# RAW DATA start

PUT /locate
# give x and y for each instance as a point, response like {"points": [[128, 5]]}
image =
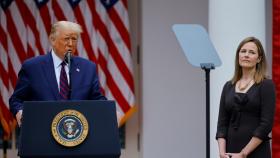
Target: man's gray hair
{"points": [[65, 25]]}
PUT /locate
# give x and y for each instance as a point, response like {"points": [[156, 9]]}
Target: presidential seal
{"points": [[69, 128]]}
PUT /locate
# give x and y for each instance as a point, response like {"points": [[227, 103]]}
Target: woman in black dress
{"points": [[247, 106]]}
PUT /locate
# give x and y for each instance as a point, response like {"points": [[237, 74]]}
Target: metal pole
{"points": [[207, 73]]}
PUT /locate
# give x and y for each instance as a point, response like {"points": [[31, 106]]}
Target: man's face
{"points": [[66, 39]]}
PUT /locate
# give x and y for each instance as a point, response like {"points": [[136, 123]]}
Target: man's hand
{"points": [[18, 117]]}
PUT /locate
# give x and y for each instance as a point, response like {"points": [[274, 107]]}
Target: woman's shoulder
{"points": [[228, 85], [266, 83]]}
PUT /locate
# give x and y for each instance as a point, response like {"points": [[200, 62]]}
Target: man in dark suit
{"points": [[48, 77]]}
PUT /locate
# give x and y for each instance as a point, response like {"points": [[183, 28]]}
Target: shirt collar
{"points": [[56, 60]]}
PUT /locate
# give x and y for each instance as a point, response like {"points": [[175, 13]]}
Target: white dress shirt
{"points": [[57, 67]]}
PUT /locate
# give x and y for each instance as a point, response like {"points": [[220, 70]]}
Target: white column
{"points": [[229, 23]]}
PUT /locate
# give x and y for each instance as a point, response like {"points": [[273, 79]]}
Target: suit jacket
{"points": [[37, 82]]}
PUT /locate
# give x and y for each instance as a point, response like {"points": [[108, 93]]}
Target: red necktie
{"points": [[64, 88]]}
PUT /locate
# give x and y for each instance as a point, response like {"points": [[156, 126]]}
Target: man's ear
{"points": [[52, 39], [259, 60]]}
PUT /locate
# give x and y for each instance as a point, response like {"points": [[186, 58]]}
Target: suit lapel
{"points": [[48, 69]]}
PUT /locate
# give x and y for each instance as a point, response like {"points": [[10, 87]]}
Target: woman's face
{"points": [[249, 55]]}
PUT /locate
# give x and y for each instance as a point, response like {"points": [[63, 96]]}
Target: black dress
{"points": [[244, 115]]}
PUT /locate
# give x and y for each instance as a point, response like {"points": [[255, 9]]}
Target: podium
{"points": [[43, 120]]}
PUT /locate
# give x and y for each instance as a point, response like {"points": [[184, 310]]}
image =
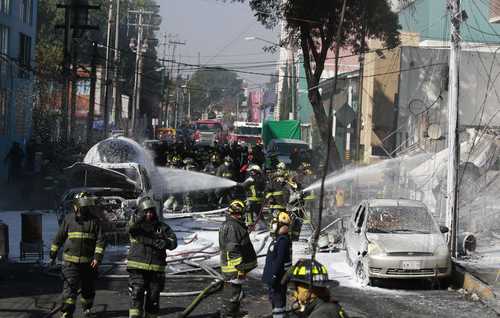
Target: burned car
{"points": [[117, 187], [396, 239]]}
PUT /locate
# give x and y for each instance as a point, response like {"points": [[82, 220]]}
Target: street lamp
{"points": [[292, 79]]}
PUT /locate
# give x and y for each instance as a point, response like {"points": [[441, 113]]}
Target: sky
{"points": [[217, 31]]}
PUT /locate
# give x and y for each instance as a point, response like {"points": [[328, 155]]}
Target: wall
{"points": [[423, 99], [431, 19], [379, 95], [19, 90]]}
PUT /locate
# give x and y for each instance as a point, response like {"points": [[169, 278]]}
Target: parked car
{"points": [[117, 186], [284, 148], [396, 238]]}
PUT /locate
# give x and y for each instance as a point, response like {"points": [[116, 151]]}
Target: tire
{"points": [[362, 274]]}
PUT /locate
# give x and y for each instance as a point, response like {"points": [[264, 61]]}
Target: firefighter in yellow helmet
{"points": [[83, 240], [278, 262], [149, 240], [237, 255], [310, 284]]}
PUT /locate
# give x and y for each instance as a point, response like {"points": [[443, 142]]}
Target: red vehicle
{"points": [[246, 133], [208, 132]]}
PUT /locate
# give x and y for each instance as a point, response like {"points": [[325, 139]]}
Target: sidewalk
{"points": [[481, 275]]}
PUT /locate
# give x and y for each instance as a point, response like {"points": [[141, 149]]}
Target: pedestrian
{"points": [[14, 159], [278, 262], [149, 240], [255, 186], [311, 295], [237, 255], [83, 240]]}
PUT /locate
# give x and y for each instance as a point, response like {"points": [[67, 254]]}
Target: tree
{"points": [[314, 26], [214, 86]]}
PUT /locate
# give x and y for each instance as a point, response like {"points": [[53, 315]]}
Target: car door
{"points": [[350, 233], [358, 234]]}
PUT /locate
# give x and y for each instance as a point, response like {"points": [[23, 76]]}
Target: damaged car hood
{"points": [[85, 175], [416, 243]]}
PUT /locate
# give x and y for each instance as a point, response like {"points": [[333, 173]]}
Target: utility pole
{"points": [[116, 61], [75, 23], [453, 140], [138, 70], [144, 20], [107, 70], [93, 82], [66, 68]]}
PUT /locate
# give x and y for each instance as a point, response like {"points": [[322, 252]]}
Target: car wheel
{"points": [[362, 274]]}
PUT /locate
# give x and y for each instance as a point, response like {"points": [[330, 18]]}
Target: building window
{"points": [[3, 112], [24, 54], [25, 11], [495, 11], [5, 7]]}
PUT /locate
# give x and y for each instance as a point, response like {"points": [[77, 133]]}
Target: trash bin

# RAW DATA end

TASK DETAILS
Repeat the data in full and exactly. Omit pictures.

FINAL ANSWER
PUT /locate
# give x and y for each instance as a point, response like {"points": [[128, 5]]}
image =
Target: man's gray hair
{"points": [[65, 25]]}
PUT /locate
# give x and y for each instance as a point, response like {"points": [[156, 9]]}
Target: presidential seal
{"points": [[69, 128]]}
PUT /locate
# give x and y for each instance as a point, response like {"points": [[227, 103]]}
Target: woman in black dress
{"points": [[247, 106]]}
PUT /locate
# give x and y for each instance as a point, response like {"points": [[237, 74]]}
Target: metal pole
{"points": [[207, 73]]}
PUT /locate
# give x and y for each instance as a point, response like {"points": [[31, 106]]}
Target: man's face
{"points": [[66, 39]]}
PUT /locate
# give x and y for each instance as a point, response like {"points": [[136, 123]]}
Target: man's hand
{"points": [[18, 117]]}
PUT /locate
# give x and y for each instance as a point, response like {"points": [[274, 107]]}
Target: woman's shoulder
{"points": [[228, 85], [266, 83]]}
PUT /locate
# give x and y for each instance as a point, response like {"points": [[200, 62]]}
Target: man in dark suit
{"points": [[48, 77]]}
PUT /locate
# give x and y for each instance as a point, response like {"points": [[183, 28]]}
Target: shirt collar
{"points": [[56, 60]]}
PUT /locate
# give x and y for each instance as a point, response like {"points": [[175, 13]]}
Target: white dress shirt
{"points": [[57, 67]]}
PUT /locate
# give x and y for each instance as a point, response like {"points": [[220, 70]]}
Target: white column
{"points": [[229, 23]]}
PUT /locate
# give x and y for each instance as a point, response like {"points": [[273, 79]]}
Target: suit jacket
{"points": [[37, 82]]}
PUT /locate
# give x and y for each instance as a point, response like {"points": [[108, 93]]}
Target: red necktie
{"points": [[64, 88]]}
PUT /locate
# give x and y for each instance as a point, response like {"points": [[156, 126]]}
Target: man's ear
{"points": [[52, 39], [259, 60]]}
PUT /locate
# give x and y for each instance as a point, response like {"points": [[186, 58]]}
Target: suit lapel
{"points": [[48, 69]]}
PUT /locate
# give x and y for each instance as a point, response like {"points": [[10, 87]]}
Target: woman's face
{"points": [[249, 55]]}
PUT /locate
# give x and y for each instance as a point, response like {"points": [[63, 96]]}
Target: black dress
{"points": [[244, 115]]}
PUT /locate
# give x and y for each instance as a point, response like {"points": [[255, 9]]}
Target: podium
{"points": [[43, 120]]}
PUT /locate
# give x and y for each instance as a point, response like {"points": [[184, 310]]}
image =
Target: burned car
{"points": [[117, 187], [396, 239]]}
PUT /locate
# give x and y for each instance as a point, response like {"points": [[82, 220]]}
Target: street lamp
{"points": [[292, 79]]}
PUT /locate
# give x and y for each instance as a point, response like {"points": [[441, 113]]}
Target: sky
{"points": [[217, 31]]}
PUT /locate
# give x and y for each instance as a point, response like {"points": [[328, 155]]}
Target: wall
{"points": [[423, 99], [431, 19], [379, 95], [19, 90]]}
PUT /locate
# give x and y for each instance as a point, response like {"points": [[169, 278]]}
Target: parked car
{"points": [[117, 186], [284, 148], [396, 238]]}
PUT /locate
# give x and y for each instance as a point, response like {"points": [[116, 151]]}
Target: tire
{"points": [[362, 274]]}
PUT /locate
# give x and y for each instance as a point, response like {"points": [[264, 61]]}
Target: firefighter in yellow helmet
{"points": [[83, 240], [278, 262], [149, 240], [237, 255], [310, 284]]}
PUT /locate
# give x and y for each instance as a point, response like {"points": [[443, 142]]}
Target: red vehicle
{"points": [[246, 133], [208, 132]]}
PUT /locate
# give x and y for each instance as a point, response like {"points": [[325, 139]]}
Target: sidewalk
{"points": [[481, 275]]}
PUT /locate
# give x and y for each instance as a point, response like {"points": [[141, 149]]}
Target: pedestrian
{"points": [[14, 159], [278, 262], [149, 240], [255, 186], [311, 295], [237, 255], [83, 240]]}
PUT /locate
# give x and y for each instance as a point, response like {"points": [[67, 254]]}
Target: tree
{"points": [[314, 26], [214, 86]]}
PUT /locate
# give x and y for each instance as a point, response like {"points": [[53, 315]]}
Target: car door
{"points": [[350, 233], [358, 234]]}
PUT /locate
# give x and y for each instance as a point, response like {"points": [[23, 76]]}
Target: damaged car hood
{"points": [[85, 175], [416, 243]]}
PUT /locate
# give x and y for each instance as a point, response like {"points": [[333, 173]]}
Target: utility pole
{"points": [[116, 61], [75, 23], [453, 140], [138, 70], [144, 20], [107, 70], [93, 82], [66, 68]]}
PUT /locate
# give x and y for each instance as a point, response like {"points": [[322, 252]]}
Target: car wheel
{"points": [[362, 274]]}
PUT /locate
# give x and y for each instance as a point, response like {"points": [[330, 18]]}
Target: building window
{"points": [[3, 112], [24, 54], [25, 11], [495, 11], [5, 7]]}
PUT /locate
# give x and y for each instance as a point, response like {"points": [[77, 133]]}
Target: trash bin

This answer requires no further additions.